[Pointing dataset excerpts]
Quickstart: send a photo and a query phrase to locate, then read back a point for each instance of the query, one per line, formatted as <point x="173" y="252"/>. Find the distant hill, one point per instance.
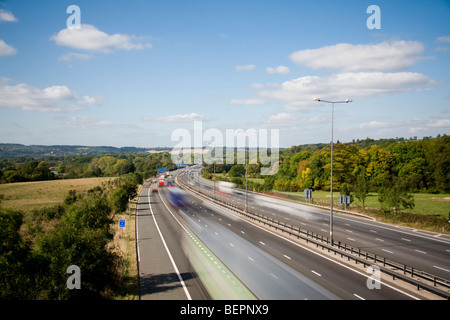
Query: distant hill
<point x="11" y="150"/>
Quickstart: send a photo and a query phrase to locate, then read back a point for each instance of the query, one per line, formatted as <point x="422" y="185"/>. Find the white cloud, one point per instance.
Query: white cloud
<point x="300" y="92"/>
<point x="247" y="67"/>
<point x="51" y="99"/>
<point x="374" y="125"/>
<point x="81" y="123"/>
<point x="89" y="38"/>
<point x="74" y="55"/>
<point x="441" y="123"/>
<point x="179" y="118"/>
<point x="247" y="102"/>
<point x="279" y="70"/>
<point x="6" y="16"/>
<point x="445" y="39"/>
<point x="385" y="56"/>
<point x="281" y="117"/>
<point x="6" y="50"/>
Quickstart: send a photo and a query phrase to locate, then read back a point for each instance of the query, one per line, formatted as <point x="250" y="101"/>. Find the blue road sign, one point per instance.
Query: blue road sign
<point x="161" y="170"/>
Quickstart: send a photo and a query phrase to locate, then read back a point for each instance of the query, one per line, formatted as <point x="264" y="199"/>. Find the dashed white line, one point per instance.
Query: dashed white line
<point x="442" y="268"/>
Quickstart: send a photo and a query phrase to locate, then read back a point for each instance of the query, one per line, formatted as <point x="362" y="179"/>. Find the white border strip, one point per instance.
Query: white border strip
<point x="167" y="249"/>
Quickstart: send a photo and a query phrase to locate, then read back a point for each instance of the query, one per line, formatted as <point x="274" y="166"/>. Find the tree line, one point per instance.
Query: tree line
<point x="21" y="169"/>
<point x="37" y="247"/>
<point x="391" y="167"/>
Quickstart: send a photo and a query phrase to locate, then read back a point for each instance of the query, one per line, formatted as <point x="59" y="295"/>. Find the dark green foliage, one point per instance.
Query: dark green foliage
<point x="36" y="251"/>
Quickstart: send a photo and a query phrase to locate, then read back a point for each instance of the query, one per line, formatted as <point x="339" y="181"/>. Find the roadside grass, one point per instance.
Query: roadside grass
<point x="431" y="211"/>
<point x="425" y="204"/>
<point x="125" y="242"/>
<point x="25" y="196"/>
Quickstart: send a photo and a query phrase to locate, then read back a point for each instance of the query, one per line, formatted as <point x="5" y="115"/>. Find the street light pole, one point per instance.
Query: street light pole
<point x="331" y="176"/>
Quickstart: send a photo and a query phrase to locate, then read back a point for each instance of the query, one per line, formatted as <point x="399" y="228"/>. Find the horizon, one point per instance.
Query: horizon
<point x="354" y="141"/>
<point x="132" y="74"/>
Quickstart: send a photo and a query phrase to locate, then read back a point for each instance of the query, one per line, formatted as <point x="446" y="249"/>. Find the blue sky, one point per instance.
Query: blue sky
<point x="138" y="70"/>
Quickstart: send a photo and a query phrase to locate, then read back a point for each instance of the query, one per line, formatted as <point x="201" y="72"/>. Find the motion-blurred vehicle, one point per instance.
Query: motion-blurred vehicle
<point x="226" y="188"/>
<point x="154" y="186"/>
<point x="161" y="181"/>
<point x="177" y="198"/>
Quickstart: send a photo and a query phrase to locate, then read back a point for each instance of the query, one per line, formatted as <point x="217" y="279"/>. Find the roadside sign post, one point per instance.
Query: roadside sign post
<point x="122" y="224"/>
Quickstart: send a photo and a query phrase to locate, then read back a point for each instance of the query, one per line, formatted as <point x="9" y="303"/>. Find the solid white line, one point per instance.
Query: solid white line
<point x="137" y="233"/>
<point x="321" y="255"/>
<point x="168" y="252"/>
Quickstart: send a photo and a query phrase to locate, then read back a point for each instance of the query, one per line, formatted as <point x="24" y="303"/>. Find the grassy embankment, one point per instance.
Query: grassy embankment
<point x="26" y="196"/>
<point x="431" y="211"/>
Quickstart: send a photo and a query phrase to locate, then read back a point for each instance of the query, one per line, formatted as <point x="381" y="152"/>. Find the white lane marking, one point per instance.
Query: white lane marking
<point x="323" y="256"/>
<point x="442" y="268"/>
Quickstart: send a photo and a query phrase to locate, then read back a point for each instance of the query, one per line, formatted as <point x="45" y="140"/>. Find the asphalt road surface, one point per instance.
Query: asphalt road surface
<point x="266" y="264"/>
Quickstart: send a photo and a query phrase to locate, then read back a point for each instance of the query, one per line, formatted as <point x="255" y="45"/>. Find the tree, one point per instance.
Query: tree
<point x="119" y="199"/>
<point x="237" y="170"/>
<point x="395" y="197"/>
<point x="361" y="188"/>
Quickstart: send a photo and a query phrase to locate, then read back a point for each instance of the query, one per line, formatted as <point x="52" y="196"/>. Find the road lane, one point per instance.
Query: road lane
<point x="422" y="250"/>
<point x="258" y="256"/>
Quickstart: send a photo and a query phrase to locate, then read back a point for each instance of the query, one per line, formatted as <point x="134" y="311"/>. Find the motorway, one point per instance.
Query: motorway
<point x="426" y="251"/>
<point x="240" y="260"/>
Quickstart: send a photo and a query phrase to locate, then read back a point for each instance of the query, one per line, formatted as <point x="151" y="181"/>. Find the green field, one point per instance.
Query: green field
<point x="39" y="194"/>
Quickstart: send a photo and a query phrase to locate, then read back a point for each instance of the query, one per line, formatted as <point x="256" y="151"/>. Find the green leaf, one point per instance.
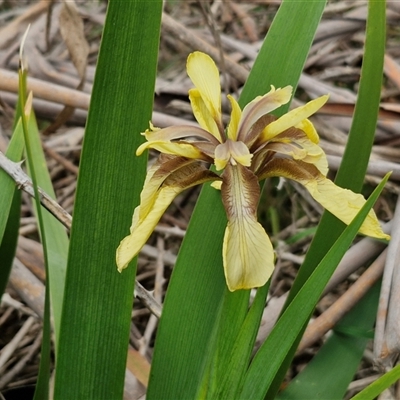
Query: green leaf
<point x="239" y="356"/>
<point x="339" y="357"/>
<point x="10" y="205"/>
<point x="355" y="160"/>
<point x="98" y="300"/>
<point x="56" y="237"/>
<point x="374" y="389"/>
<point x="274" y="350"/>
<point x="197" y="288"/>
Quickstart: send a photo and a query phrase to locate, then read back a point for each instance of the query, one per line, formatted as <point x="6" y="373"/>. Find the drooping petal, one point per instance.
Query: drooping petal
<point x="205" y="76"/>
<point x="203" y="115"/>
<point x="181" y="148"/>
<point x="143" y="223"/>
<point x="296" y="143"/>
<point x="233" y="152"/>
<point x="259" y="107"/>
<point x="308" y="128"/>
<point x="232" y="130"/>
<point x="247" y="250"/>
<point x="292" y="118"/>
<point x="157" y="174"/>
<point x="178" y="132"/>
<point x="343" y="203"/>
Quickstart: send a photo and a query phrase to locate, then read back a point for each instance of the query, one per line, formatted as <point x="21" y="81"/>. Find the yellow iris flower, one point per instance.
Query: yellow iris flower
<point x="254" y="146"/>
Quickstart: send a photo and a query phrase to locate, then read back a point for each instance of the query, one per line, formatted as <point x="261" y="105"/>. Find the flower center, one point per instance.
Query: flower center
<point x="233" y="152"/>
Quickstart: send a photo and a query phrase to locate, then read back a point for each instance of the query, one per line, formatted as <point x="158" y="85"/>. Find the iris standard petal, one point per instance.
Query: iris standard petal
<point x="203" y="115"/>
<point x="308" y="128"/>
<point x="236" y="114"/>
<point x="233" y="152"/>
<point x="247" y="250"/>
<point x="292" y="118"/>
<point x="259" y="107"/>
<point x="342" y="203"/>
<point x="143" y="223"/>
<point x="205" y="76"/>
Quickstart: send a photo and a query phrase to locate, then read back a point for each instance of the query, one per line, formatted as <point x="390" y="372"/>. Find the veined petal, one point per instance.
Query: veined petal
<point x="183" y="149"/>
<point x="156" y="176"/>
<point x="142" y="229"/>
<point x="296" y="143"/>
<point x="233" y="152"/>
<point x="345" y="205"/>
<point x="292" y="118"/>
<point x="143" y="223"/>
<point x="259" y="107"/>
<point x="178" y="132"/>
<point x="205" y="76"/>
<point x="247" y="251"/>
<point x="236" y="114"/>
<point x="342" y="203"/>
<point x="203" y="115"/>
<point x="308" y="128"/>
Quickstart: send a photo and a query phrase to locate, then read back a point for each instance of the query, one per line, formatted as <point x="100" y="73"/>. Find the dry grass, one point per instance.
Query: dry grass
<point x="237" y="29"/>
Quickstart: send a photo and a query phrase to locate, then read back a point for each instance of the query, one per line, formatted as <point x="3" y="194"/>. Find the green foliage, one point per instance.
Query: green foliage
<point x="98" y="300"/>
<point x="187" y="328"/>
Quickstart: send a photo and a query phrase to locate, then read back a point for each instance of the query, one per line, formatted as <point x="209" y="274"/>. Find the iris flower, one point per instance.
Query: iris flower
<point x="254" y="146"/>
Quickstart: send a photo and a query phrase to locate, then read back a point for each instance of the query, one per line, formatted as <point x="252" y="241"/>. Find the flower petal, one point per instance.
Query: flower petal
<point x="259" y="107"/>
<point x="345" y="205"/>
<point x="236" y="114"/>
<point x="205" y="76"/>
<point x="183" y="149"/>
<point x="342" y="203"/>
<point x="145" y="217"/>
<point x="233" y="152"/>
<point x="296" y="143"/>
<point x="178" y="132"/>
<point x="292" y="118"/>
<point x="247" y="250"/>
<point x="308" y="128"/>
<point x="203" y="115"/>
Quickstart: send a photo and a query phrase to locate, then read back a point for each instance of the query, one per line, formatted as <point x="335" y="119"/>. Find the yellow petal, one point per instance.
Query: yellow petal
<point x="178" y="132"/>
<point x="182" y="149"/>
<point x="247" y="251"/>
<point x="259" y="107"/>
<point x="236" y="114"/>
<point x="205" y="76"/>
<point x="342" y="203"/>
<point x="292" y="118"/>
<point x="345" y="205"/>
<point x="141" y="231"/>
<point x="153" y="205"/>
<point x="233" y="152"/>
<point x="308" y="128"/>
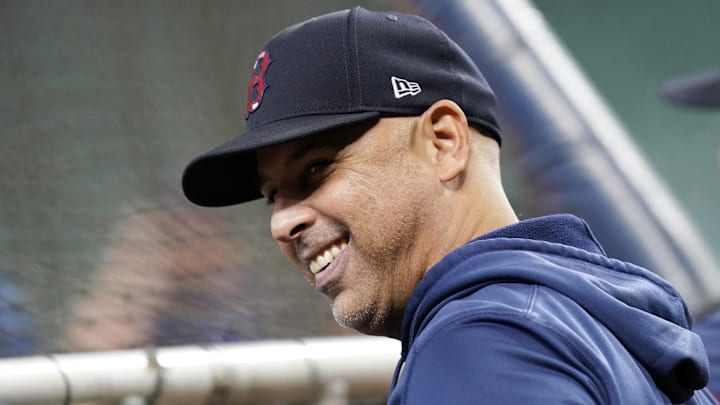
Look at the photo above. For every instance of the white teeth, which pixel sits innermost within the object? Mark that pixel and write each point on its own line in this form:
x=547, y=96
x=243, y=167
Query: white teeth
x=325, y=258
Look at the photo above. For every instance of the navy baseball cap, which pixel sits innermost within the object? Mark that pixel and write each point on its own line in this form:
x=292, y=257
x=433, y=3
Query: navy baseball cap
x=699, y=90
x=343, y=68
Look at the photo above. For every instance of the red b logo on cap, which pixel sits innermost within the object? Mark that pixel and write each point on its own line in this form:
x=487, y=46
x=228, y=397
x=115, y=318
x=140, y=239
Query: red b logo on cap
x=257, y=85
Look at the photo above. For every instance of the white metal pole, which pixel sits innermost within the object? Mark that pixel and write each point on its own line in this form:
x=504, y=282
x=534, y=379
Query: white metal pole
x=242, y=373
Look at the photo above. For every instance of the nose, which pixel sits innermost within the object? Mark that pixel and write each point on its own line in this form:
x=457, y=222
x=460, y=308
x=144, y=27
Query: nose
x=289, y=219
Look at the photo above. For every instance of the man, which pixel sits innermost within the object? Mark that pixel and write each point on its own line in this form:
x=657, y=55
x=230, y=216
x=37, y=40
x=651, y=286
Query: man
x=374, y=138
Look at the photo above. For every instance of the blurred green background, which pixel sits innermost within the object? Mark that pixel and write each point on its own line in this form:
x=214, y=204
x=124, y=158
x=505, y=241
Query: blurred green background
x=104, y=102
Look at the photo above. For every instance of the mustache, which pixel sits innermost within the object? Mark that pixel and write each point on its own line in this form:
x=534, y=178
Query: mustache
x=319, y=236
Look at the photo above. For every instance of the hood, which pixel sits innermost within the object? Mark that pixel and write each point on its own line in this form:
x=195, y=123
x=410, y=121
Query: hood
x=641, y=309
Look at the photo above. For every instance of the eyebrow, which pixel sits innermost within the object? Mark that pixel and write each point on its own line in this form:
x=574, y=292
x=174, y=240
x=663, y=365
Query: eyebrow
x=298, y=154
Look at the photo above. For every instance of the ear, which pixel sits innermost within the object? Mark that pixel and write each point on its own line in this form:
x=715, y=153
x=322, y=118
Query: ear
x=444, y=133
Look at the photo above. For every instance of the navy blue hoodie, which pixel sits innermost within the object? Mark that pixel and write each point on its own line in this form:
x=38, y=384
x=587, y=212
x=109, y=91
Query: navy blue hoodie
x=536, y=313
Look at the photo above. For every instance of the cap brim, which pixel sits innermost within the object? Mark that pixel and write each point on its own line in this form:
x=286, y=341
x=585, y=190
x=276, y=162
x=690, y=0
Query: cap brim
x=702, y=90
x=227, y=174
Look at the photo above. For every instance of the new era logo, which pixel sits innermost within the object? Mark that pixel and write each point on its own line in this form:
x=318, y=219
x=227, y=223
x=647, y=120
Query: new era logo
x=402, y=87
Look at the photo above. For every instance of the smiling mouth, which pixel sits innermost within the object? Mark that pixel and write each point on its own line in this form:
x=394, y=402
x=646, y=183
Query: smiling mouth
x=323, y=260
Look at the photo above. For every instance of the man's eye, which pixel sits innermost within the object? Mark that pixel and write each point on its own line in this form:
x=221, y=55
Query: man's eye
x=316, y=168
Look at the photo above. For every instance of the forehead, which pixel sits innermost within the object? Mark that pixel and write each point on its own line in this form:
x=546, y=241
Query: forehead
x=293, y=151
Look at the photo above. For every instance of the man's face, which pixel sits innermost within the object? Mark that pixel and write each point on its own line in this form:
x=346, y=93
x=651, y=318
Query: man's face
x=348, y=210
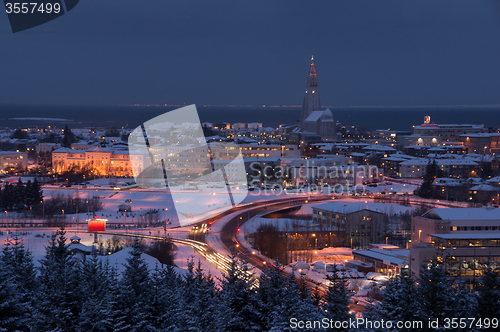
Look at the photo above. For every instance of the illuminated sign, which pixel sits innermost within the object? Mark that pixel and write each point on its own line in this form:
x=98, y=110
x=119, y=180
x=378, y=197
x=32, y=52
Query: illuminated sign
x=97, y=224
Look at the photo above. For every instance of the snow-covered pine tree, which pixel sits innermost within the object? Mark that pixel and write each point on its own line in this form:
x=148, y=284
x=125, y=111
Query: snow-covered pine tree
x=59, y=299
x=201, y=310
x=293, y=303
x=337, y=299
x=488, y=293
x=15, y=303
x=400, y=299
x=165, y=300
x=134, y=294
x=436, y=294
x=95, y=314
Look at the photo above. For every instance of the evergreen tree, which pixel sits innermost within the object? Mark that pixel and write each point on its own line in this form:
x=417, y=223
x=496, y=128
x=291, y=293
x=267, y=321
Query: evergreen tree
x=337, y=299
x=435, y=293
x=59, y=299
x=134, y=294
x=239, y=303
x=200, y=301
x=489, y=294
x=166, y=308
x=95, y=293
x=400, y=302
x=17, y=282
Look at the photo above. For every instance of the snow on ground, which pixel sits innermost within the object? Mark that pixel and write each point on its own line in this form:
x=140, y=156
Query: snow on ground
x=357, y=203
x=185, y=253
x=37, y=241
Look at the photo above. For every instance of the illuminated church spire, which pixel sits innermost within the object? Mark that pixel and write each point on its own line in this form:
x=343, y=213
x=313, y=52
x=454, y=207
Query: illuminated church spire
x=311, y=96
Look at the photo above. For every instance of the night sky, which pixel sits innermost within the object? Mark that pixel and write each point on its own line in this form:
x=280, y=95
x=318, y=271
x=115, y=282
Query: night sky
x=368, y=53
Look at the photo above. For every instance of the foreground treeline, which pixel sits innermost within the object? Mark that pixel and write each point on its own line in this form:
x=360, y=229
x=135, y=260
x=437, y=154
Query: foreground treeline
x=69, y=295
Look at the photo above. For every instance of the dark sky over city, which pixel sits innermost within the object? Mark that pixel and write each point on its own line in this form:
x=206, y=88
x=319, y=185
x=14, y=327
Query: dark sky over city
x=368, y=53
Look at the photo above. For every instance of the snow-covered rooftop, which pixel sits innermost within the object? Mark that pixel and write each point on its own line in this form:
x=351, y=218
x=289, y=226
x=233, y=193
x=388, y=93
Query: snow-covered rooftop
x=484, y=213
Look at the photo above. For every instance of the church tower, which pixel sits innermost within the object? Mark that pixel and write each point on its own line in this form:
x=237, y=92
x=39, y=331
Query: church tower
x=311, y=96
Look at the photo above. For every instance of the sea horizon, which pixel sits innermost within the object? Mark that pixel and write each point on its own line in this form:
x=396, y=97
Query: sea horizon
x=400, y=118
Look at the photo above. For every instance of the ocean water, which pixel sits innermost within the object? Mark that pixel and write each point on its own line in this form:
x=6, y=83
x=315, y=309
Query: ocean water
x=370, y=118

— EXERCISE AIM —
Please copy the lines of the listing character for character, starting at the line that contains "the snow-covered pine" and ending at the line that contains "x=400, y=299", with both of those lines included.

— WRITTEN RESPONSE —
Look at the photo above. For every instance of the snow-covered pine tree, which pixel sits innermost within the object? Mark that pixel and write each point on its own line in this form:
x=148, y=284
x=125, y=111
Query: snow-covered pine tree
x=59, y=299
x=201, y=310
x=293, y=303
x=337, y=299
x=488, y=293
x=15, y=303
x=400, y=299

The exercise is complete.